[Spatial annotation records]
________________
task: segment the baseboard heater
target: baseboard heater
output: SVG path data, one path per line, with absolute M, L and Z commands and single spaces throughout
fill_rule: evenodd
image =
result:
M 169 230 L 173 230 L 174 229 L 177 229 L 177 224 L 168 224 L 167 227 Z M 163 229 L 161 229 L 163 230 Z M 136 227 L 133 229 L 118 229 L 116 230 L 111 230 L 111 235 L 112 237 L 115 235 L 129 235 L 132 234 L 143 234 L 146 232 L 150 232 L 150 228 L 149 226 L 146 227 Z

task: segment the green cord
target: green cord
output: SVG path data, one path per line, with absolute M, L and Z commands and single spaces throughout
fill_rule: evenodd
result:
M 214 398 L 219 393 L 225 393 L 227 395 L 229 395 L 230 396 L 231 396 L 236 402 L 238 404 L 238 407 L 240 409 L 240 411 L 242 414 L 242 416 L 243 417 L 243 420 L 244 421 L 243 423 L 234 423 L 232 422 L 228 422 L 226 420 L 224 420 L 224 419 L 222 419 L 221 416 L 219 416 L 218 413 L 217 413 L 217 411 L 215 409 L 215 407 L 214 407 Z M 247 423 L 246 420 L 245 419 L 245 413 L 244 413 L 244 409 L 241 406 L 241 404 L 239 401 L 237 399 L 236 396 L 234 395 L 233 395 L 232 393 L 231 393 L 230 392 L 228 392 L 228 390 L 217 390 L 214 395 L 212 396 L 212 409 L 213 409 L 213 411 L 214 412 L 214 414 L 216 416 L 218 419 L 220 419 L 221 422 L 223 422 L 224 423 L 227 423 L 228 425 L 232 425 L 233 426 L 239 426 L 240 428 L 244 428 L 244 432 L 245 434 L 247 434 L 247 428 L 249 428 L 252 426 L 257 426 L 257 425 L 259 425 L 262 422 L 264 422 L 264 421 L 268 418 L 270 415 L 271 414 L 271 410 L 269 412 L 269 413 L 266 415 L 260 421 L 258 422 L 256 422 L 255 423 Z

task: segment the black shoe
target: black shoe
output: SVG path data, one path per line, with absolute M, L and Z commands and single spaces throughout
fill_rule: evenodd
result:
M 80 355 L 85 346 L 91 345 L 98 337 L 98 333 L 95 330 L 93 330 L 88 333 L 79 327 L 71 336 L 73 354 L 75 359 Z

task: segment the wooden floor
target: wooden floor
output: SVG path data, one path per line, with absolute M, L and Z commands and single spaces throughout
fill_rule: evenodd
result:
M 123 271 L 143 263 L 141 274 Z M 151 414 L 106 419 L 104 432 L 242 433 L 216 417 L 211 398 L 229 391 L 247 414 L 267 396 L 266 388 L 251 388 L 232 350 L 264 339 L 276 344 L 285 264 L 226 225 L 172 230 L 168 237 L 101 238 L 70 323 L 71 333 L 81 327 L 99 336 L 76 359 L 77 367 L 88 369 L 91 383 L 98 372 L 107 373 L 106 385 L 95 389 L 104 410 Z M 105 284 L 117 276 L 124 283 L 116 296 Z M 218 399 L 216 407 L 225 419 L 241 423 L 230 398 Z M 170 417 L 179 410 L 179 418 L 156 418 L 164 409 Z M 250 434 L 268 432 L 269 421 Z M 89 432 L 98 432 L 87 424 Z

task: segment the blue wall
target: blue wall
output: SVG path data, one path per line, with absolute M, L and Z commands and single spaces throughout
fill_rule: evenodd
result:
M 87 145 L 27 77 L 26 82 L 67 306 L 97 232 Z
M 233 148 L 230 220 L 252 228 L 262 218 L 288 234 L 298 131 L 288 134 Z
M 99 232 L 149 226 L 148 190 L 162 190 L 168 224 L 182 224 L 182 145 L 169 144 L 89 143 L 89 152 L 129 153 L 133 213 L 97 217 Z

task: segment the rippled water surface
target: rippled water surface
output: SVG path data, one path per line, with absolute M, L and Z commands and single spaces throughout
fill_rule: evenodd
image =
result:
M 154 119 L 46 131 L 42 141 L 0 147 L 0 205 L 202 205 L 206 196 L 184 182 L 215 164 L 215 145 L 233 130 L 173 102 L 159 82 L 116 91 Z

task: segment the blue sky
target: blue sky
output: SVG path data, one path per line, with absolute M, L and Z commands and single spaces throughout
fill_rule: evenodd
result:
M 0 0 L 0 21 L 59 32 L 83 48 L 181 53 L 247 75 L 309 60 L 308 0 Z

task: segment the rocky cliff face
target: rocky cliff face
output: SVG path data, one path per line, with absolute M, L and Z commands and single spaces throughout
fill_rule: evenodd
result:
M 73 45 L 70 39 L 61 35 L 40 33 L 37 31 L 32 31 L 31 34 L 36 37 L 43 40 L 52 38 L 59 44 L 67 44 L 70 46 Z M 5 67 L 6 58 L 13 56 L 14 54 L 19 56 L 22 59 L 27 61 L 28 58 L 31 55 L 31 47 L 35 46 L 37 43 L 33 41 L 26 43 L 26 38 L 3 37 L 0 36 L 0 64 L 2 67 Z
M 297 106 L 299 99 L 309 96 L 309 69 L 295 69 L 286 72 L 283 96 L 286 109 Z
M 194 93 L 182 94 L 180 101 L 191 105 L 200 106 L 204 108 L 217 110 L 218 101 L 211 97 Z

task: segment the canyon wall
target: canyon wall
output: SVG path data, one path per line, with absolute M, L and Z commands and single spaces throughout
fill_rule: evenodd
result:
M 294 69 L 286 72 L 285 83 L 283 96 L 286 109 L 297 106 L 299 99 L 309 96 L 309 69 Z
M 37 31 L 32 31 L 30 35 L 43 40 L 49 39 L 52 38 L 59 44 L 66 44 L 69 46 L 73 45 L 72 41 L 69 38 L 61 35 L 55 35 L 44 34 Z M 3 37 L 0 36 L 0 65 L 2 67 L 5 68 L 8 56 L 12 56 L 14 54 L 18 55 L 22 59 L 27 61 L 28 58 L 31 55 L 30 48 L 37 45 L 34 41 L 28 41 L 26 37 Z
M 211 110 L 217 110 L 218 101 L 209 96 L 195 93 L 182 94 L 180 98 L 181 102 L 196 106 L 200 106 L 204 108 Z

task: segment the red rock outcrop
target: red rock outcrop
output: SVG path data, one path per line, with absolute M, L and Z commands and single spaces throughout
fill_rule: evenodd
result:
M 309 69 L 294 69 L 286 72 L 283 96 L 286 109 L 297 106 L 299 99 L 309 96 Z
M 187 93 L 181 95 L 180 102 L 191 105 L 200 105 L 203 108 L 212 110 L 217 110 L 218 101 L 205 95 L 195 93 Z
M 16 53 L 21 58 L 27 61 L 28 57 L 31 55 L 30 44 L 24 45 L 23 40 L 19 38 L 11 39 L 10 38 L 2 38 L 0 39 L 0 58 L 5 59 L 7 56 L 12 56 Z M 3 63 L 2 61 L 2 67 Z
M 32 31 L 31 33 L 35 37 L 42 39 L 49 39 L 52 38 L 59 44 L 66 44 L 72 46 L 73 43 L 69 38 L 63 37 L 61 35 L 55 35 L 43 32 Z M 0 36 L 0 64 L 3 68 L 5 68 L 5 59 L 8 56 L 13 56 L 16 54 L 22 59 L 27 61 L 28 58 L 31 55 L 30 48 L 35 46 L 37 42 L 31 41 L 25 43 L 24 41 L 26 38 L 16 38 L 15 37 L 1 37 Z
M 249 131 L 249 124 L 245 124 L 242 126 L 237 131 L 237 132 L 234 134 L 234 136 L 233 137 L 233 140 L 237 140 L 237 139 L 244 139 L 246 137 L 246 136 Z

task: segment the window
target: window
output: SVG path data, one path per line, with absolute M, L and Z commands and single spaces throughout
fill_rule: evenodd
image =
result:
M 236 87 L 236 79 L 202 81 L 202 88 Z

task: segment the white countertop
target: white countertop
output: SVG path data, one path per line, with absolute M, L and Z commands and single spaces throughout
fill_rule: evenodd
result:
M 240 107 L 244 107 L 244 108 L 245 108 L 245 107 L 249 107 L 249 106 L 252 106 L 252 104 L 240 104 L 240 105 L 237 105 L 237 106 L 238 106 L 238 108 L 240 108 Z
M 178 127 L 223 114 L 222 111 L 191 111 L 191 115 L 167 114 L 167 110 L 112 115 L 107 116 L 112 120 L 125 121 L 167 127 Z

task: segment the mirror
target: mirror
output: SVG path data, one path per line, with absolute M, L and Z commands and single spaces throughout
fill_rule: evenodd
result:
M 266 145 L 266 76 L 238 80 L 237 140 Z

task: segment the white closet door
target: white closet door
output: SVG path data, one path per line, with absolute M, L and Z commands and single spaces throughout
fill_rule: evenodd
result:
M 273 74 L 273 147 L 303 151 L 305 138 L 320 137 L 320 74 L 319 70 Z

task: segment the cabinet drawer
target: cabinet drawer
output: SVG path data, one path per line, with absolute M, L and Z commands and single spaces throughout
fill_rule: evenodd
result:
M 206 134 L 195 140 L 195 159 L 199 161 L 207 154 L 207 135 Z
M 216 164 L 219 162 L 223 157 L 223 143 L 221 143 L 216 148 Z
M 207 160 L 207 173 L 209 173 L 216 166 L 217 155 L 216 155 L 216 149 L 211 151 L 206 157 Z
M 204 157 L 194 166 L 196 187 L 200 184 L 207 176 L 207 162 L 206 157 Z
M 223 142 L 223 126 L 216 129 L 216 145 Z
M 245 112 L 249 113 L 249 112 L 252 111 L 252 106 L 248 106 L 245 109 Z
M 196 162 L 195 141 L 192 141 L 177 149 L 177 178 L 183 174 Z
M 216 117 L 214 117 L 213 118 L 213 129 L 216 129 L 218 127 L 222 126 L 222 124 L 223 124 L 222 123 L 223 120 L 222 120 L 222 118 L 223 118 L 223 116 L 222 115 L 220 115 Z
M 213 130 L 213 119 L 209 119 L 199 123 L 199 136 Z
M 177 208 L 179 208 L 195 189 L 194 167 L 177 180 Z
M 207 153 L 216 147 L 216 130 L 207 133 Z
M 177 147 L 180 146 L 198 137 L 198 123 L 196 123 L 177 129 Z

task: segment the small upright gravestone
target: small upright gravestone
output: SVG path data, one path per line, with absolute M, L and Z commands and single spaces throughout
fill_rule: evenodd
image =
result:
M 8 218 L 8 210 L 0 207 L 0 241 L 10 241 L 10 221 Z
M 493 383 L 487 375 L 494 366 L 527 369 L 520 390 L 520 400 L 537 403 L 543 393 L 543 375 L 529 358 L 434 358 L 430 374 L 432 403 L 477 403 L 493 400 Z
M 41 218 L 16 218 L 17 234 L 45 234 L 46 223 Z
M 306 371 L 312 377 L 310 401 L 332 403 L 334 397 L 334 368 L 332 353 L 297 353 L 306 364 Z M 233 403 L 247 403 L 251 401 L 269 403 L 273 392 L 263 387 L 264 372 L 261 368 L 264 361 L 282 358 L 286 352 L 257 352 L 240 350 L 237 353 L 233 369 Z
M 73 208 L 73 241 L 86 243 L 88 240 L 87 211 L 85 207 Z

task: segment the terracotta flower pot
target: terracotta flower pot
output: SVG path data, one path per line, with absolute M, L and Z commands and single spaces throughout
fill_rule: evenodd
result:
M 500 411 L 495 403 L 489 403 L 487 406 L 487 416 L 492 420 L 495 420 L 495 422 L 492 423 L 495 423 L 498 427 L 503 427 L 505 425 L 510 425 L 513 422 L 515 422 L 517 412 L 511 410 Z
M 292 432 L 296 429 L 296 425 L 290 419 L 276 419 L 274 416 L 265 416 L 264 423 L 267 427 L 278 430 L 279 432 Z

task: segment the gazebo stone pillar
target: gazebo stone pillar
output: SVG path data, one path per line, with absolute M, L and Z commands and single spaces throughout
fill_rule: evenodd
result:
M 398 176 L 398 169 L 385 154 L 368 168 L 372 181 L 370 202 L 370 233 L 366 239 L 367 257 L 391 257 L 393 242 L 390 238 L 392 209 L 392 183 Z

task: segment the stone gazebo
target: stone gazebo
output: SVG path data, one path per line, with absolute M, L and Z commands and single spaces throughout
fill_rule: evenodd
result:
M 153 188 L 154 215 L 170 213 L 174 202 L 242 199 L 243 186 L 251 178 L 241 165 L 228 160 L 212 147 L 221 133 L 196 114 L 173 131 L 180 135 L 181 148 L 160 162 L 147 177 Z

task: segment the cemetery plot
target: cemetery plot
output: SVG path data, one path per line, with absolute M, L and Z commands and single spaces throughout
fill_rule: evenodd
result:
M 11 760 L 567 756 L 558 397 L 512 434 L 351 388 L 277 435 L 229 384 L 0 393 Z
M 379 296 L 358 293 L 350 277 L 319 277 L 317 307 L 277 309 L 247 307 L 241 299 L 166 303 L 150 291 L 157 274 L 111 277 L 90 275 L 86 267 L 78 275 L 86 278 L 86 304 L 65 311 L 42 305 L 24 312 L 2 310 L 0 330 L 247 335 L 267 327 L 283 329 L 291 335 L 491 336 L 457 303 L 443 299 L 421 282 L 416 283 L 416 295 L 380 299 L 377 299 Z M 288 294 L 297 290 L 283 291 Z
________________
* **TASK TO COMPLETE**
Start at the line that has "task: segment the gazebo stone pillar" and stop after the line that has "M 153 188 L". Rewrite every line in that range, scaling each coordinate in the result outlines by 1.5 and rounding to whole numbers with halves rounded up, and leave all other lines as they are.

* **TASK OUTPUT**
task: segment the gazebo stone pillar
target: gazebo stone pillar
output: SVG path data, one path per line, with absolute M, L and Z commands and single spaces throughout
fill_rule: evenodd
result:
M 597 264 L 597 254 L 578 231 L 552 252 L 558 272 L 555 303 L 555 350 L 549 359 L 551 386 L 587 386 L 590 363 L 585 357 L 588 314 L 588 275 Z

task: segment the stone gazebo
target: stone gazebo
output: SVG path data, one path per line, with absolute M, L and Z commands and single spaces throughout
fill_rule: evenodd
result:
M 230 282 L 231 323 L 255 320 L 261 303 L 363 299 L 365 279 L 377 267 L 362 248 L 342 240 L 318 221 L 332 200 L 294 171 L 260 197 L 270 203 L 272 222 L 240 243 L 221 266 Z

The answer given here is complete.